## [Exercise brief]
Carry on the personal reflection about the towed car and rideshare driving, picking up right after its final sentence.
BEGIN Excerpt provided
Steady Hands, One Roof, One Year Already Gone
I didn't expect Monday to open with a towed car and insurance calls, but that's what it was. I just worked through it — got the claims filed, got the car to the shop, lined up the rental. No drama. I'm the one who knows how to move through those steps, and I moved through them.
But somewhere in doing that I had to sit with something harder. When I heard my wife say she felt addicted to driving — that it was hard not to go out — my first instinct was to read it through the lens of last night's crash, and maybe through the lens of money too. I had to ask myself honestly whether my concern about her doing rideshare was really about her safety or about what the income represents. I don't think it's only the money. But I know the pull she's describing from the inside. I've chased that number — $300, whatever the goal was — and wanted one more trip to get there. I know what that feels like. That doesn't mean her version of it is a problem that needs fixing. It just means I understand it, and that understanding is something I can hold without immediately turning it into advice or a verdict about her readiness.
END Excerpt provided
BEGIN Entries supplied
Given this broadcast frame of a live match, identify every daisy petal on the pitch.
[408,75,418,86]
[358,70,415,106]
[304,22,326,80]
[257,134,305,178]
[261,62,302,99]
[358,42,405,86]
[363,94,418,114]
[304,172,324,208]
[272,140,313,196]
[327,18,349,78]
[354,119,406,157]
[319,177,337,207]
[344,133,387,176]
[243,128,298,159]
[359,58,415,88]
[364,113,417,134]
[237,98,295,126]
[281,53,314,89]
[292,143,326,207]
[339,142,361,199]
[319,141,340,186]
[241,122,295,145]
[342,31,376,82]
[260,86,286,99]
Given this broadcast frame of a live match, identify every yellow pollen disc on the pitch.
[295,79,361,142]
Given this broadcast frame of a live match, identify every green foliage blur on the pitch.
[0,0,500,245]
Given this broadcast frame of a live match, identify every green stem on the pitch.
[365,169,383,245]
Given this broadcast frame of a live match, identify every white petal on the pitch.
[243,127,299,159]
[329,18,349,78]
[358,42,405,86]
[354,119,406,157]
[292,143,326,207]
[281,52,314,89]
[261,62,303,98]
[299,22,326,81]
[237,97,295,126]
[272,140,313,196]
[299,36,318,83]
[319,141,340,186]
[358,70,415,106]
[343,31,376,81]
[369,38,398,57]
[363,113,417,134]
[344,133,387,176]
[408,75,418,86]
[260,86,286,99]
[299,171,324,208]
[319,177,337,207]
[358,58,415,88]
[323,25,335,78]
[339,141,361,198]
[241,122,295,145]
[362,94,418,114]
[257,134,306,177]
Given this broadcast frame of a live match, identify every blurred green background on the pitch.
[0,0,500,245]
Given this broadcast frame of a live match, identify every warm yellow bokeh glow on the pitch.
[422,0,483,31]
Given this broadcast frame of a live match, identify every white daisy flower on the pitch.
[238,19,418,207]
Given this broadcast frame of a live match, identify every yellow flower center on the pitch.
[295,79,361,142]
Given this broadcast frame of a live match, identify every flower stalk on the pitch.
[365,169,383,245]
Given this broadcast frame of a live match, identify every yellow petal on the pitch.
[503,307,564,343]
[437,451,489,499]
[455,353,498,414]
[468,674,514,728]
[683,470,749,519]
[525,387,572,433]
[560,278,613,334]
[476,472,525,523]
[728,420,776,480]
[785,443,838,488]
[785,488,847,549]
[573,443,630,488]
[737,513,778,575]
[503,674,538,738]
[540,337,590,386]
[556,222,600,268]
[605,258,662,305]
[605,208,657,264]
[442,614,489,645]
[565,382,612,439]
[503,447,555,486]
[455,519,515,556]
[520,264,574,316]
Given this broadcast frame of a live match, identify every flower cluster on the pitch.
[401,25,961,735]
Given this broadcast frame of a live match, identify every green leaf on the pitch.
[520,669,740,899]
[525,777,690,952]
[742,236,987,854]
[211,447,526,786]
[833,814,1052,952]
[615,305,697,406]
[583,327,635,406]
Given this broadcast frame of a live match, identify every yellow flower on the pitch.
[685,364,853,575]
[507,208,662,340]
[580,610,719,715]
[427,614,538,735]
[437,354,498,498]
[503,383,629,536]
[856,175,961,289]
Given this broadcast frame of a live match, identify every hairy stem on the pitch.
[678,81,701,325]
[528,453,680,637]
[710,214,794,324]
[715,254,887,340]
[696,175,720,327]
END Entries supplied
## [Response to this exercise]
What I landed on is that if she still wants to keep driving after the car is repaired, I'll trust her to take the steps to do it safely. That's the decision. Not because I've resolved every question, but because the trust has to start somewhere. A shrewd person sees the danger and responds — and she will. That's what I'm choosing to believe.
Then tonight she's up late planning baby's first birthday, and I'm up working on my own thing, and there's something in that picture I keep coming back to. Two people under the same roof, each carrying something they care about, not needing to debrief every hour of a hard day. There's a kind of companionship in that — two people are better than one not just in the big moments but in the quiet parallel ones too. She's building something joyful. I handled what needed handling. Both of those things happened today.
And then there's the baby's birthday underneath all of it. One year. I haven't let myself fully land on what that stirs in me yet — it's easier to think about logistics than to sit with the fact that a whole year has already moved through our hands. The planning is her's tonight, and I'm glad for that. But I know there's something waiting in me when I let myself actually feel it. A year is not a small thing.
Scripture
- Ephesians 4:2"with all humility and gentleness, with patience, putting up with one another in love,"
- Proverbs 22:3"A shrewd person saw danger and hid himself, but the naive passed on by and paid for it."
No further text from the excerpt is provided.